One of the risk management blogs that I subscribe to is one written by Donald Kramer Esq. Mr. Kramer is the chair of the Nonprofit Law Group at the Philadelphia law firm of Montgomery, McCracken, WAlker & Rhoads LLP. Mr. Kramer has more than 35 years of experience dealing with the concerns of nonprofit organizations, not only as a lawyer, but also as a teacher, writer, publisher, and board member. Mr. Kramer is editor and publisher of Don Kramer’s Nonprofit Issues®, a national newsletter of “Nonprofit Law You Need to Know.” He writes and lectures frequently on nonprofit legal issues, and teaches a course on nonprofit organization law at the University of Pennsylvania Law School. He has worked with nonprofit organizations of all types and sizes.
Recently, Mr. Kramer answered the following question: Do you consider it a conflict of interest for the executive director to also serve on the board?
Below is his response.

- [Recorded data]:

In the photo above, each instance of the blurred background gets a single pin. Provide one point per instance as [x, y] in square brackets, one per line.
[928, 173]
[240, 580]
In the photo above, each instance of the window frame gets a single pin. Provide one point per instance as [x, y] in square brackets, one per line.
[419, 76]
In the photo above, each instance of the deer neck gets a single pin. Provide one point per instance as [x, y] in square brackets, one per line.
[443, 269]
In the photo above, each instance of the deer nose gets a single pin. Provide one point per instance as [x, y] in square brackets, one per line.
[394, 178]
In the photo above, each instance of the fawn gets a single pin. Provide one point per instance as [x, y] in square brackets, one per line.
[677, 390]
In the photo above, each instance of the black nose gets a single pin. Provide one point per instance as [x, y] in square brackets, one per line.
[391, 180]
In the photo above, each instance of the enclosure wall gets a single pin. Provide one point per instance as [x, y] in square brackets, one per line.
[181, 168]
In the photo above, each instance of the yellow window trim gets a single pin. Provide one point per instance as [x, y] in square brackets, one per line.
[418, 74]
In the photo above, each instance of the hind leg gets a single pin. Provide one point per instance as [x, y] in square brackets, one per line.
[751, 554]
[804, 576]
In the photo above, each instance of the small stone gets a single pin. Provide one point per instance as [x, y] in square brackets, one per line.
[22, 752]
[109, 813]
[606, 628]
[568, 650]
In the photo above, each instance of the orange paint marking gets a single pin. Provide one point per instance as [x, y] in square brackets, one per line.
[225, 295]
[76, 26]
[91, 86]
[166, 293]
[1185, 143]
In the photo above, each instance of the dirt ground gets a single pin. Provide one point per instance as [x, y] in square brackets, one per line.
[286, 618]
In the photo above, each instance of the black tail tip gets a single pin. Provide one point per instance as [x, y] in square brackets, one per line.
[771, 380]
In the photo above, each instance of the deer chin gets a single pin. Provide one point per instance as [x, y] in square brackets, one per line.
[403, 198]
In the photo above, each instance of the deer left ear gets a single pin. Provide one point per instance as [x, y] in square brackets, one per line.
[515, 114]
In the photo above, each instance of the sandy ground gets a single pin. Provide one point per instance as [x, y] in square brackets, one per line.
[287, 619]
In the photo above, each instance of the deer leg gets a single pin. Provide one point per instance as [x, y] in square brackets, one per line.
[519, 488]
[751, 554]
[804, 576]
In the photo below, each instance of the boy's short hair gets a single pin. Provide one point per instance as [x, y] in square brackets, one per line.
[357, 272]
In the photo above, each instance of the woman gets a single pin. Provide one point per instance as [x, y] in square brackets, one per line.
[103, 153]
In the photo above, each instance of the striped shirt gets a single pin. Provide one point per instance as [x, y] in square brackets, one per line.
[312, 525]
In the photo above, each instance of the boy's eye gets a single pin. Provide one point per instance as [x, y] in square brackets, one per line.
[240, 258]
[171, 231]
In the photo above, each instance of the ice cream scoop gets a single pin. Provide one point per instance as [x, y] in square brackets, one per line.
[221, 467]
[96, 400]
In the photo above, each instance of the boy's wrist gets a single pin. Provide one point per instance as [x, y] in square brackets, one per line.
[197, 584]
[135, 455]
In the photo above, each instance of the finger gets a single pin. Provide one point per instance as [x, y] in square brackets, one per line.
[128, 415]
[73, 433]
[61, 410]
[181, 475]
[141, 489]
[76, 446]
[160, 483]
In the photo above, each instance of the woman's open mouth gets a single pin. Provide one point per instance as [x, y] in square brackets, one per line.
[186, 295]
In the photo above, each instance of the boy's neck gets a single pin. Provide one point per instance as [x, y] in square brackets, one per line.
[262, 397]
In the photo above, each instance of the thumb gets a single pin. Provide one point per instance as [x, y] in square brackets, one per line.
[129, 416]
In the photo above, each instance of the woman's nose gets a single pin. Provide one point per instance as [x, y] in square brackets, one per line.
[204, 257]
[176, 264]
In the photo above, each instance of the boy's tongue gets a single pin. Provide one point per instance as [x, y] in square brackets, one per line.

- [Directives]:
1. What course does Donald Kramer teach at the University of Pennsylvania Law School, according to the post about him?
2. Summarize the post about Donald Kramer in two sentences.
3. Resume the post about Donald Kramer after its last sentence.

- [Set of answers]:
1. A course on nonprofit organization law.

2. Donald Kramer chairs the Nonprofit Law Group at a Philadelphia law firm. He has more than 35 years of nonprofit experience as a lawyer, teacher, writer, publisher, and board member, edits the newsletter Don Kramer's Nonprofit Issues®, and recently answered whether an executive director serving on the board is a conflict of interest.

3.
“I don’t think it is an automatic, insurmountable conflict for the CEO to serve on the board. Business certainly doesn’t think so, and although that is not always the standard (See Ready Reference Page: “A Corporate Mentality in Charity Boardrooms? Hey, Bring It On”), it is at least relevant to the consideration. The dual role can create a conflict on certain issues, but everyone has the potential for conflict, and conflicts can usually be resolved by disclosure and recusals.
I don’t think it makes a lot of difference in most cases. If the founder is CEO, the founder ought to be on the board. In some large organizations, or in advocacy organizations, the CEO is so significant in the public image that the CEO should be on the board. I think it depends on the organization. In most cases, the CEO does not serve on the board, but there is no one-size-fits-all in nonprofits, and I have never been particularly exercised by this issue.”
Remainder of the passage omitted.